23. Dans sa version en vigueur à l'époque pertinente, l'article 58 de la loi no 1136 sur les avocats se lit ainsi :

« Toute enquête préliminaire visant des avocats, du fait de délits qu'ils auraient commis dans l'exercice de leur profession (...), est menée sur autorisation du ministère de la Justice par le procureur de la République compétent ratione loci. Les bureaux et les domiciles des avocats ne peuvent être perquisitionnés que sur décision d'un tribunal et relativement au fait mentionné dans ladite décision, et ce, sous la surveillance du procureur de la République et en présence d'un représentant du barreau. Sauf les cas de flagrant délit appelant une peine lourde, un avocat ne peut faire l'objet d'une fouille corporelle. »

EN DROIT

I. SUR LA VIOLATION ALLÉGUÉE DES ARTICLES 8 ET 13 DE LA CONVENTION

24. Le requérant dénonce le caractère illégale et irrégulier de la mesure de perquisition et de saisie qu'il a subies dans son bureau d'avocat ainsi que l'absence d'une voie de droit efficace pour faire valoir ce grief sur le plan du droit interne. Il invoque à cet égard, les articles 8 et 13 de la Convention, que voici :

Article 8

« 1. Toute personne a droit au respect de sa vie privée et familiale, de son domicile et de sa correspondance.

2. Il ne peut y avoir ingérence d'une autorité publique dans l'exercice de ce droit que pour autant que cette ingérence est prévue par la loi et qu'elle constitue une mesure qui, dans une société démocratique, est nécessaire (...) à la prévention des infractions pénales, (...) ou à la protection des droits et libertés d'autrui. »

Article 13

« Toute personne dont les droits et libertés reconnus dans la (...) Convention ont été violés, a droit à l'octroi d'un recours effectif devant une instance nationale, alors même que la violation aurait été commise par des personnes agissant dans l'exercice de leurs fonctions officielles. »

··········

• Tâche courte 1
Les affirmations suivantes concordent-elles avec l'extrait ? Répondez par oui ou par non pour chacune, en citant mot pour mot les termes décisifs de l'extrait. (a) Selon l'article 58, les bureaux des avocats peuvent être perquisitionnés sans décision d'un tribunal. (b) L'enquête préliminaire visant un avocat est menée sur autorisation du ministère de la Justice. (c) Le requérant invoque l'article 6 de la Convention.
Cet extrait n'a aucun rapport avec les enregistrements.

··········

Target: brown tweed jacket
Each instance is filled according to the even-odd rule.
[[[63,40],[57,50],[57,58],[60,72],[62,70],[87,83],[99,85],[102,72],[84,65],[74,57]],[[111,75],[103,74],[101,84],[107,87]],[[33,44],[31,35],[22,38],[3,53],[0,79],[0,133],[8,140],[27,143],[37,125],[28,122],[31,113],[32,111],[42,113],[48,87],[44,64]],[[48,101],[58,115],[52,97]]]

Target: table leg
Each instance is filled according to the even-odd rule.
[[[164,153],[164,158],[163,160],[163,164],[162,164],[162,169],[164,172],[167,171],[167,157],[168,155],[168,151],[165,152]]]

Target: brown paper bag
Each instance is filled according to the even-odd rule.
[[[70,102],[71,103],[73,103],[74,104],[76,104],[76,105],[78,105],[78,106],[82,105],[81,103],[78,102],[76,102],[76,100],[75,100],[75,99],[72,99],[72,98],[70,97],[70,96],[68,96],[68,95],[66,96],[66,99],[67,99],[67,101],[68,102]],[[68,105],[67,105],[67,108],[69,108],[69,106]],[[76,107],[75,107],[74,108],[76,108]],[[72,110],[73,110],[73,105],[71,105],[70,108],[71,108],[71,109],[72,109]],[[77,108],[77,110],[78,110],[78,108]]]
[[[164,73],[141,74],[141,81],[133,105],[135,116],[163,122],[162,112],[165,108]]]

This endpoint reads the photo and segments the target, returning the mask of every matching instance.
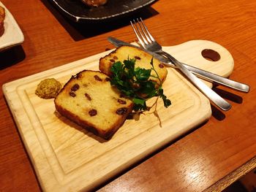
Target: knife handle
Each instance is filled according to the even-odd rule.
[[[165,64],[169,66],[177,68],[177,66],[176,66],[172,63],[165,63]],[[245,92],[245,93],[248,93],[250,90],[250,87],[246,84],[227,79],[220,75],[205,71],[201,69],[198,69],[195,66],[185,64],[181,62],[181,64],[182,64],[184,66],[186,66],[187,69],[189,69],[192,73],[195,74],[197,77],[203,80],[205,80],[206,81],[211,82],[212,83],[216,83],[217,85],[224,85],[237,91],[240,91],[242,92]]]
[[[216,104],[221,110],[227,111],[231,109],[231,104],[226,101],[223,98],[216,93],[213,90],[208,87],[203,82],[195,76],[183,64],[177,61],[175,58],[165,51],[159,51],[157,53],[167,57],[170,62],[176,65],[178,69],[196,86],[208,99]]]

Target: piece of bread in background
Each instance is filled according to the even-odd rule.
[[[5,10],[4,8],[0,6],[0,37],[3,35],[4,32],[4,18]]]
[[[133,103],[109,80],[106,74],[89,70],[72,76],[54,100],[57,111],[94,134],[110,139],[132,112]]]
[[[107,0],[81,0],[88,7],[99,7],[107,3]]]
[[[135,67],[139,66],[146,69],[152,68],[150,64],[153,58],[151,55],[134,47],[121,46],[99,59],[99,70],[108,76],[111,76],[110,68],[113,63],[118,61],[123,62],[124,60],[127,60],[128,58],[136,59]],[[163,82],[167,74],[166,67],[161,61],[154,58],[153,58],[153,64],[159,79]],[[153,70],[151,71],[151,75],[156,76],[156,73]],[[150,77],[150,80],[159,83],[156,78]]]

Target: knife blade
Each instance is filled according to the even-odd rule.
[[[166,66],[171,66],[173,68],[177,68],[173,64],[172,64],[171,62],[170,62],[170,61],[166,58],[165,57],[154,53],[153,52],[146,50],[140,47],[129,44],[128,42],[121,41],[120,39],[118,39],[116,38],[112,37],[108,37],[108,40],[113,45],[114,45],[116,47],[121,47],[123,45],[126,45],[126,46],[130,46],[130,47],[134,47],[136,48],[139,48],[145,52],[148,53],[149,54],[151,54],[151,55],[153,55],[154,58],[157,58],[158,60],[159,60],[161,62],[162,62],[164,64],[165,64]],[[187,69],[189,69],[191,72],[192,72],[193,74],[195,74],[197,77],[207,80],[208,82],[211,82],[212,83],[215,83],[217,85],[222,85],[237,91],[240,91],[242,92],[245,92],[245,93],[248,93],[249,91],[249,86],[246,84],[244,83],[241,83],[239,82],[236,82],[227,78],[225,78],[224,77],[219,76],[218,74],[205,71],[203,69],[200,69],[199,68],[195,67],[195,66],[192,66],[185,64],[181,63]]]

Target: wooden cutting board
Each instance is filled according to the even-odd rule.
[[[220,55],[211,61],[201,55],[210,49]],[[165,47],[177,59],[227,77],[233,59],[218,44],[195,40]],[[111,51],[111,50],[110,50]],[[53,99],[34,94],[37,85],[53,77],[62,84],[83,69],[98,69],[99,58],[110,51],[6,83],[3,91],[42,188],[45,191],[77,191],[95,188],[170,141],[207,120],[209,101],[178,71],[168,68],[165,93],[169,108],[157,104],[139,120],[127,120],[109,141],[87,132],[55,111]],[[208,84],[211,86],[211,84]],[[104,99],[104,97],[102,97]],[[162,102],[159,101],[159,102]]]

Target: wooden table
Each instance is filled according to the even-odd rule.
[[[110,0],[111,1],[111,0]],[[0,53],[0,85],[113,48],[109,36],[135,39],[129,18],[102,25],[75,24],[46,0],[1,0],[24,36],[21,46]],[[207,39],[226,47],[230,78],[249,93],[216,89],[233,105],[212,107],[208,121],[99,186],[99,191],[220,191],[255,166],[256,1],[169,1],[138,13],[163,45]],[[38,191],[39,183],[7,101],[0,97],[0,191]]]

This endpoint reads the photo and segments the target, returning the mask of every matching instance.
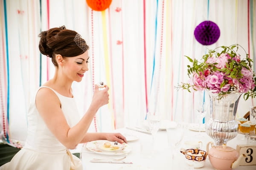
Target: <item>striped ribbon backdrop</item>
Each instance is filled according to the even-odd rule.
[[[95,84],[107,84],[110,98],[92,122],[91,132],[137,125],[147,112],[162,119],[197,122],[196,103],[206,104],[209,98],[204,92],[174,88],[188,79],[184,56],[199,59],[208,49],[237,43],[256,57],[255,0],[113,0],[102,11],[91,9],[85,0],[3,0],[0,9],[0,136],[16,147],[26,140],[32,96],[54,73],[50,60],[38,49],[41,31],[65,25],[90,45],[89,71],[72,87],[81,116]],[[206,46],[193,34],[207,20],[218,24],[221,36]],[[238,116],[255,103],[240,99]]]

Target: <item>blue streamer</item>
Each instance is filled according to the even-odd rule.
[[[156,57],[156,47],[157,44],[157,13],[158,13],[158,0],[157,0],[157,11],[156,14],[156,21],[155,21],[155,44],[154,49],[154,60],[153,61],[153,71],[152,72],[152,77],[151,78],[151,84],[150,85],[150,93],[151,93],[151,90],[152,89],[152,85],[153,84],[153,79],[154,78],[154,68],[155,65],[155,57]]]
[[[40,0],[40,21],[41,23],[41,25],[42,25],[42,2],[41,0]],[[42,27],[41,26],[40,28],[40,32],[42,31]],[[40,53],[40,69],[39,70],[39,87],[41,86],[42,85],[42,54],[41,53]]]
[[[207,20],[209,20],[209,1],[208,0],[208,3],[207,4]]]
[[[6,11],[6,1],[3,0],[3,7],[4,11],[4,24],[5,26],[5,35],[6,44],[6,67],[7,76],[7,122],[9,125],[9,113],[10,108],[10,76],[9,72],[9,50],[8,47],[8,32],[7,28],[7,14]],[[6,133],[6,141],[10,143],[8,133]]]

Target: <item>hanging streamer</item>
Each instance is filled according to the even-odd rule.
[[[40,23],[42,26],[42,1],[40,0],[39,1],[39,5],[40,8]],[[42,27],[40,26],[40,32],[42,31]],[[39,58],[39,87],[42,85],[42,54],[40,53]]]
[[[146,5],[145,1],[145,0],[143,0],[143,26],[144,52],[144,82],[145,83],[145,100],[146,102],[146,113],[148,113],[148,87],[147,83],[147,53],[146,50]]]
[[[112,77],[112,78],[111,79],[111,84],[112,85],[112,87],[113,87],[113,85],[114,85],[114,82],[113,82],[113,56],[112,56],[112,34],[111,34],[111,17],[110,16],[110,8],[108,8],[108,20],[109,20],[109,24],[108,24],[108,32],[109,32],[109,43],[108,44],[109,44],[109,60],[110,60],[110,74],[111,74],[111,77]],[[116,106],[115,105],[115,91],[114,91],[114,88],[112,88],[111,89],[111,91],[112,91],[112,109],[113,109],[113,112],[112,113],[113,113],[113,115],[112,116],[113,119],[112,119],[112,123],[113,125],[114,126],[114,129],[116,129]]]
[[[93,91],[94,91],[94,35],[93,35],[93,10],[91,11],[91,31],[92,31],[92,80],[93,82]],[[96,116],[93,118],[94,122],[94,127],[95,131],[98,131],[97,130],[97,125],[96,123]]]
[[[152,85],[154,79],[154,68],[155,65],[156,59],[156,48],[157,45],[157,14],[158,13],[158,0],[157,0],[157,10],[156,11],[155,17],[155,35],[154,35],[154,57],[153,60],[153,70],[152,71],[152,76],[151,77],[151,83],[150,85],[150,94],[151,94],[151,90],[152,90]]]
[[[8,46],[8,31],[7,27],[7,13],[6,9],[6,0],[3,1],[4,10],[4,19],[5,19],[5,37],[6,37],[6,74],[7,74],[7,121],[6,125],[7,131],[6,133],[6,141],[10,143],[9,141],[9,109],[10,109],[10,76],[9,76],[9,49]]]

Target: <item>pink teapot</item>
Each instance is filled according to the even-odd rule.
[[[209,150],[209,144],[212,148]],[[226,144],[213,146],[213,143],[208,142],[206,146],[209,160],[213,167],[217,170],[231,170],[238,167],[244,154],[239,155],[238,151]]]

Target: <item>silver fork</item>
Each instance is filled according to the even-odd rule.
[[[126,158],[126,156],[124,156],[122,157],[122,158],[120,158],[119,159],[114,159],[114,158],[105,158],[105,159],[99,159],[99,158],[93,158],[92,160],[93,161],[102,161],[102,160],[112,160],[112,161],[121,161],[121,160],[122,160],[123,159],[124,159],[125,158]]]

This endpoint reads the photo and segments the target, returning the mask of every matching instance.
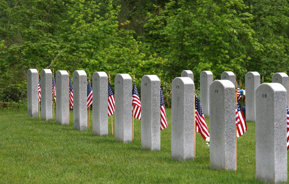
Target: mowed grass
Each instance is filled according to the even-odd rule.
[[[171,111],[161,131],[161,151],[141,149],[141,121],[135,121],[134,140],[114,140],[110,117],[109,135],[97,136],[90,128],[73,129],[27,117],[25,110],[0,110],[0,183],[262,183],[255,173],[255,124],[238,139],[236,172],[210,168],[209,148],[196,134],[194,161],[172,160]],[[71,111],[71,122],[73,111]],[[208,126],[209,119],[206,118]]]

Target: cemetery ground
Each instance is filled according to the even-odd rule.
[[[74,130],[72,112],[65,126],[28,117],[26,110],[0,110],[0,183],[262,183],[256,180],[255,122],[238,139],[238,168],[231,172],[210,168],[209,148],[198,133],[194,161],[171,159],[170,109],[161,151],[153,152],[141,149],[140,120],[133,142],[125,144],[115,141],[110,117],[109,135],[97,136],[91,115],[89,130]]]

··········

• Tâche courte 2
Combien de lignes des enregistrements contiennent la chaîne « table » ? Comptez en respectant la casse et donnez uniquement le nombre.

• Réponse 1
(a) Non : « Les bureaux et les domiciles des avocats ne peuvent être perquisitionnés que sur décision d'un tribunal »
(b) Oui : « est menée sur autorisation du ministère de la Justice »
(c) Non : « Il invoque à cet égard, les articles 8 et 13 de la Convention »

• Réponse 2
2